# EXERCISE DESCRIPTION
The listing below contains a span that opens with the line containing "Target: distant building" and closes with the line containing "column 128, row 236". Return that span exactly.

BEGIN DATA IN THIS EXERCISE

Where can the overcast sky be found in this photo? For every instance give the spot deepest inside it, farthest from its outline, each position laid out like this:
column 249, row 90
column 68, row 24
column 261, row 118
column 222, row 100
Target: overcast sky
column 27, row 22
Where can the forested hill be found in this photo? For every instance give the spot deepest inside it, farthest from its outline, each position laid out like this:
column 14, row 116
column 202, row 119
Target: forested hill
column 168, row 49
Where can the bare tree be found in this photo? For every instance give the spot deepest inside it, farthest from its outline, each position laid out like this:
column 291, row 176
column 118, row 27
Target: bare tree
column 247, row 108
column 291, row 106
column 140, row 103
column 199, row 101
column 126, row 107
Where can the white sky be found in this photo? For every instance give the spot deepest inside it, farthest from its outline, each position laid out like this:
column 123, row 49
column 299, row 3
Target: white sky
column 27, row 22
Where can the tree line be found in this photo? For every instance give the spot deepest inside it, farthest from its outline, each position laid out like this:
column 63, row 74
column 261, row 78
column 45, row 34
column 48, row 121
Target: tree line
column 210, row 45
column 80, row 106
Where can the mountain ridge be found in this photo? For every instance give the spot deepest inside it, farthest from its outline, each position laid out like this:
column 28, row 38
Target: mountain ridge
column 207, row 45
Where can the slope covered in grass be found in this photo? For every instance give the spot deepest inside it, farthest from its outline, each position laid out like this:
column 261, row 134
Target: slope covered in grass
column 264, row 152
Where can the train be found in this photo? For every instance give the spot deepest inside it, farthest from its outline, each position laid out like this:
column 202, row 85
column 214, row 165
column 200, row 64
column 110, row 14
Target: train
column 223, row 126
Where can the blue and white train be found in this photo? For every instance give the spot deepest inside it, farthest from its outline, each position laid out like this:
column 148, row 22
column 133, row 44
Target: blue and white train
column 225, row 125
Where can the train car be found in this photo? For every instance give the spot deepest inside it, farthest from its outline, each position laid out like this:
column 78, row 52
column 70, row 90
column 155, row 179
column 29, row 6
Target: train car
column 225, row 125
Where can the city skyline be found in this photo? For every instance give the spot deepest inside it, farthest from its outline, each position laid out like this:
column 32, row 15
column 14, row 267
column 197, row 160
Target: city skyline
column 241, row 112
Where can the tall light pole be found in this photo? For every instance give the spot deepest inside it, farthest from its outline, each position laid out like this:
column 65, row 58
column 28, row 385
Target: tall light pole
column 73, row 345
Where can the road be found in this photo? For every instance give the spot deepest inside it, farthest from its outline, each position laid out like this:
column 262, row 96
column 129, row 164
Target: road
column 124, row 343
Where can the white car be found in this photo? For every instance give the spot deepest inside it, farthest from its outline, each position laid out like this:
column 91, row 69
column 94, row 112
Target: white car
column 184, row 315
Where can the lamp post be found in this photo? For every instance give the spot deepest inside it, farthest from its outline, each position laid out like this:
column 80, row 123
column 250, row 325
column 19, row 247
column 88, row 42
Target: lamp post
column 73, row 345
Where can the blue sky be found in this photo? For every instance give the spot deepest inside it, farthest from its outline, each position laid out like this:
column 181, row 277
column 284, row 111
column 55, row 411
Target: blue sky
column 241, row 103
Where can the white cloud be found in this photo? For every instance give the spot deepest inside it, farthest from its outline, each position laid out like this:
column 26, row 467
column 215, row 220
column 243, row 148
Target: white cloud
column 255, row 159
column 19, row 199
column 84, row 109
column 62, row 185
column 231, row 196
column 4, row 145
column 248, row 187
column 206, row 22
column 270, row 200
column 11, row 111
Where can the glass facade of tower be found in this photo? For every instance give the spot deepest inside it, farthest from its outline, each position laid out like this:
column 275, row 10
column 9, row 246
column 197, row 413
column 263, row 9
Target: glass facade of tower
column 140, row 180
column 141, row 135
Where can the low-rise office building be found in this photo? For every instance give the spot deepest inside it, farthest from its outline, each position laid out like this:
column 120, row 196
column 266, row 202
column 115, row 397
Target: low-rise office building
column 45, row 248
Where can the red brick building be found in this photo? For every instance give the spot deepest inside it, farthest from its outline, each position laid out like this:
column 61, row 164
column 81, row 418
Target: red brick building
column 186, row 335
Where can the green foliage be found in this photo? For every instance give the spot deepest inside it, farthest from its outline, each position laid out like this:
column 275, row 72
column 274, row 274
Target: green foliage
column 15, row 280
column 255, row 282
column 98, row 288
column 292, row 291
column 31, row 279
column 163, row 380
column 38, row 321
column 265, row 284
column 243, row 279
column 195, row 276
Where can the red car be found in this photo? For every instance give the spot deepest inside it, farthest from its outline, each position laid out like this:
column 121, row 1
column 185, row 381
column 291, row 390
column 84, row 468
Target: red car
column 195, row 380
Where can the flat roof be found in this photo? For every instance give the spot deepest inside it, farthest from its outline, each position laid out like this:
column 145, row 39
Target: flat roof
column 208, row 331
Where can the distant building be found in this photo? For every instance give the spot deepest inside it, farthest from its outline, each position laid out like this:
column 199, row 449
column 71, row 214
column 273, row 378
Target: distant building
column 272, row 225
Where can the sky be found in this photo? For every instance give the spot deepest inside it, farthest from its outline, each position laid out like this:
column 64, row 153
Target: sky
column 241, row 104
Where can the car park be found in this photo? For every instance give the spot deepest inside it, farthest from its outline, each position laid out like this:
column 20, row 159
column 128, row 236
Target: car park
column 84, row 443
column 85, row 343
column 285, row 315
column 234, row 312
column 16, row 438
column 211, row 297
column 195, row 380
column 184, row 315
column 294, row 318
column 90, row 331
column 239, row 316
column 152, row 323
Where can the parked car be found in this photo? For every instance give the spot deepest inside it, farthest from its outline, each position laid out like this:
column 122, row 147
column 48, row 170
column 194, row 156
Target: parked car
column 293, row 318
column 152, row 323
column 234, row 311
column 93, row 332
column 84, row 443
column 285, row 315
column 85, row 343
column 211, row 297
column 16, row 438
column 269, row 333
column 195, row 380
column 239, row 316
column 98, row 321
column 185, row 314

END DATA IN THIS EXERCISE

# EXPECTED ANSWER
Target: distant building
column 272, row 225
Where can the sky be found in this photo? For every instance give the spot deepest inside it, farthest from its outline, each position laid out like this:
column 64, row 153
Target: sky
column 241, row 104
Where can the car park be found in this photo? For every instance give the spot deepest inside it, farthest from its outline, each position laid out like this:
column 20, row 159
column 128, row 236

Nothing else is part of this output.